Instructions for the task
Show each line of the data below that contains the string "water". Matching is case-sensitive.

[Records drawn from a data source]
══════════════════════════════

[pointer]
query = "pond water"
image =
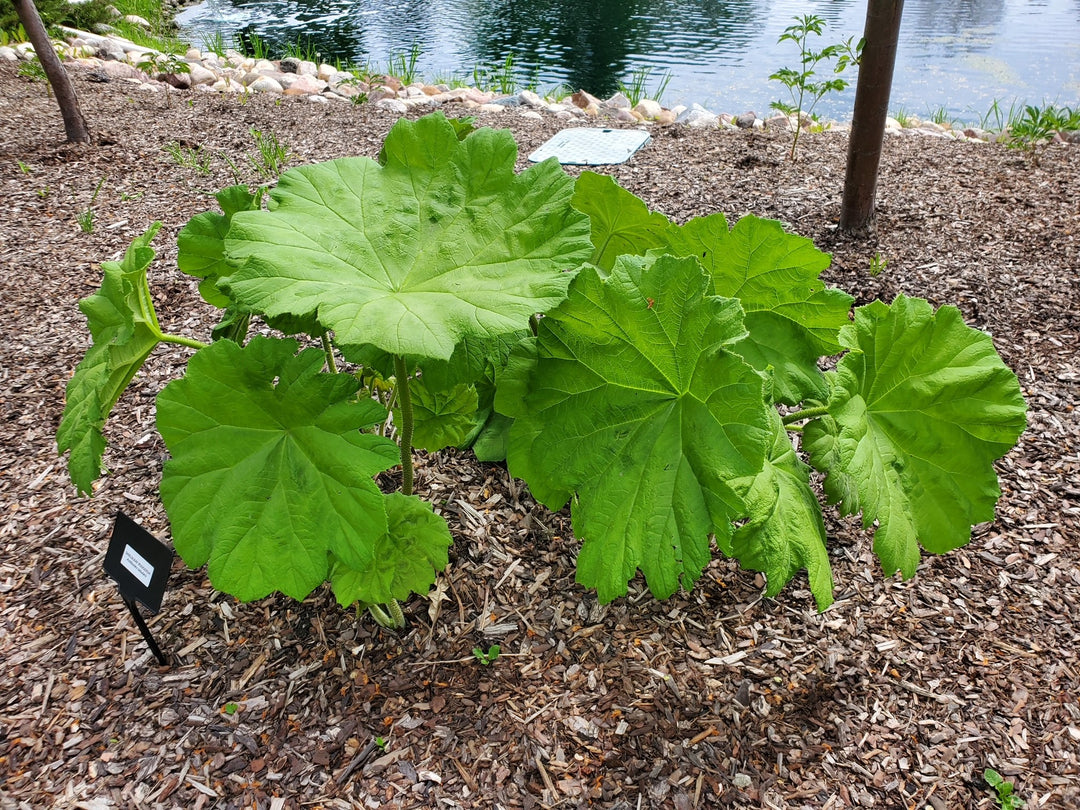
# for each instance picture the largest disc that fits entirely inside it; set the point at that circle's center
(956, 56)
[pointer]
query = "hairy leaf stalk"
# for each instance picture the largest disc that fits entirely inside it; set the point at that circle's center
(798, 416)
(405, 429)
(328, 351)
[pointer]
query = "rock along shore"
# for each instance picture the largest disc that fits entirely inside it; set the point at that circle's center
(111, 57)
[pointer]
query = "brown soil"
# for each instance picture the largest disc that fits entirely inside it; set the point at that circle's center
(898, 697)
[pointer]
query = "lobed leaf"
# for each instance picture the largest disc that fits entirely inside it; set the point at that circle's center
(620, 223)
(440, 241)
(269, 473)
(124, 328)
(441, 418)
(201, 242)
(791, 315)
(784, 531)
(406, 559)
(920, 408)
(632, 403)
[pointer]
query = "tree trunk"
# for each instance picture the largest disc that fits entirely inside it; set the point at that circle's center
(872, 108)
(75, 124)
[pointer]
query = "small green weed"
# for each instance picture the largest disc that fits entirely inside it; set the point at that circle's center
(215, 43)
(804, 92)
(404, 66)
(496, 79)
(637, 89)
(1007, 799)
(272, 154)
(252, 44)
(13, 37)
(302, 51)
(85, 218)
(163, 64)
(940, 116)
(486, 657)
(32, 70)
(196, 158)
(1038, 124)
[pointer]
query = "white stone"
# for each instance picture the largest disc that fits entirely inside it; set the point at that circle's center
(394, 105)
(530, 99)
(226, 84)
(265, 84)
(699, 118)
(201, 75)
(648, 109)
(340, 76)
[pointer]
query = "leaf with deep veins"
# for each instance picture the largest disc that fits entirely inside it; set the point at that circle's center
(792, 316)
(269, 472)
(200, 245)
(405, 561)
(785, 530)
(124, 328)
(441, 242)
(921, 407)
(634, 404)
(441, 418)
(621, 224)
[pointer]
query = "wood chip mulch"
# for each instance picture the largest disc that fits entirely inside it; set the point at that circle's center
(898, 697)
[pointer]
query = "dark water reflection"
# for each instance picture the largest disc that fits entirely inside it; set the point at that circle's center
(960, 55)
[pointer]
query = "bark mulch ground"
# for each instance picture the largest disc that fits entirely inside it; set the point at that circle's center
(896, 697)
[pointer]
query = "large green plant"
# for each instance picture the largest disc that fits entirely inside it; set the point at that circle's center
(646, 395)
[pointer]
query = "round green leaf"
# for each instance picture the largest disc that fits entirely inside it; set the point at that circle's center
(269, 472)
(920, 408)
(784, 531)
(634, 404)
(440, 241)
(406, 559)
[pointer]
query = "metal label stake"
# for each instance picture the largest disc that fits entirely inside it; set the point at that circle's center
(139, 564)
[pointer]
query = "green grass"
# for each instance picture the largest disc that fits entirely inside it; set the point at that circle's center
(404, 66)
(496, 79)
(196, 158)
(637, 89)
(270, 157)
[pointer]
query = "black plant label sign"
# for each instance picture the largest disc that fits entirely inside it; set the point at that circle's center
(138, 562)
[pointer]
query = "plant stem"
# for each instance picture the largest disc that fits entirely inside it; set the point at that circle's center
(180, 340)
(328, 351)
(405, 429)
(805, 414)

══════════════════════════════

Written solution
query = "pond water"
query = "dark water reflection"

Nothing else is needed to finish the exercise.